◆ DOCUMENT SEGMENT
..............................
According to the European Commission, a unique type of firm exerts tremendous control over most digital business models. These behemoths, called “gatekeepers,” organize access and manage upstream and downstream businesses, just as trusts did in their day. Like trusts, these digital companies could bar any noncompliant business from using the internet, stifling competition and economic freedom. For all these reasons, the Commission felt compelled to propose a new regulation, the Digital Markets Act, or DMA.

As of this writing, the DMA remains only a proposal. It still needs consultation and political approval. However, in the EU, such legislation is often passed with few amendments. It is styled as a separate and complementary tool for competition enforcers, introducing new policy objectives of “fairness and contestability.”

Regulations for gatekeepers

The DMA introduces the notions of “digital sector” and “gatekeeper.” While the very idea of a “digital sector” is already difficult to grasp, the concept of “gatekeepers” is altogether foreign to antitrust practices. The DMA describes them as “structuring elements” of the digital economy that enjoy an entrenched position in providing intermediation services. Network effects help make users (businesses and individuals alike) dependent on these gatekeepers. According to the DMA, this dependence allows them to engage in unfair practices and harm consumer welfare. Therefore, gatekeepers have a major impact on digital markets and require oversight.
..............................
◆ SUPPLIED DATA
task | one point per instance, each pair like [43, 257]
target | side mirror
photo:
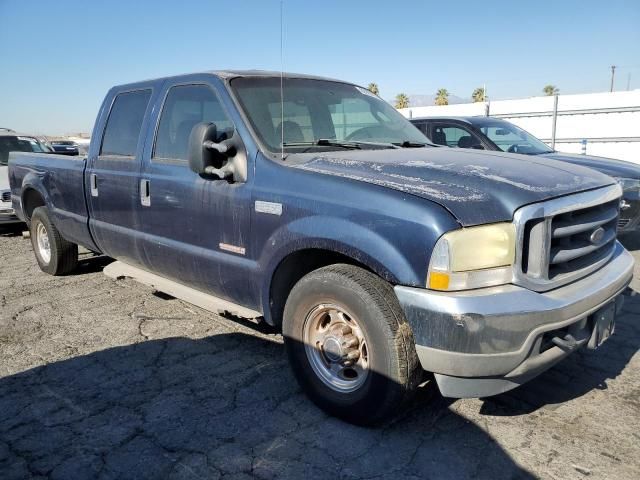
[221, 159]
..............................
◆ REQUIRED ACTIONS
a. In the article on the Digital Markets Act, substitute "brokerage services" for "intermediation services" and write out everything from "Regulations for gatekeepers" down to "and require oversight.".
b. For each statement, say yes or no depending on whether the article on the Digital Markets Act supports it, and quote the words that decide it: (i) The Digital Markets Act has already been adopted. (ii) The concept of gatekeepers is foreign to antitrust practices. (iii) Network effects make only businesses dependent on gatekeepers.
c. According to the article on the Digital Markets Act, which new policy objectives does the act introduce?
The material has no connection to the article on the Digital Markets Act.

◆ FINAL RESULTS
a.
Regulations for gatekeepers

The DMA introduces the notions of “digital sector” and “gatekeeper.” While the very idea of a “digital sector” is already difficult to grasp, the concept of “gatekeepers” is altogether foreign to antitrust practices. The DMA describes them as “structuring elements” of the digital economy that enjoy an entrenched position in providing brokerage services. Network effects help make users (businesses and individuals alike) dependent on these gatekeepers. According to the DMA, this dependence allows them to engage in unfair practices and harm consumer welfare. Therefore, gatekeepers have a major impact on digital markets and require oversight.

b.
(i) No: "As of this writing, the DMA remains only a proposal."
(ii) Yes: "the concept of “gatekeepers” is altogether foreign to antitrust practices."
(iii) No: "(businesses and individuals alike)"

c. Fairness and contestability.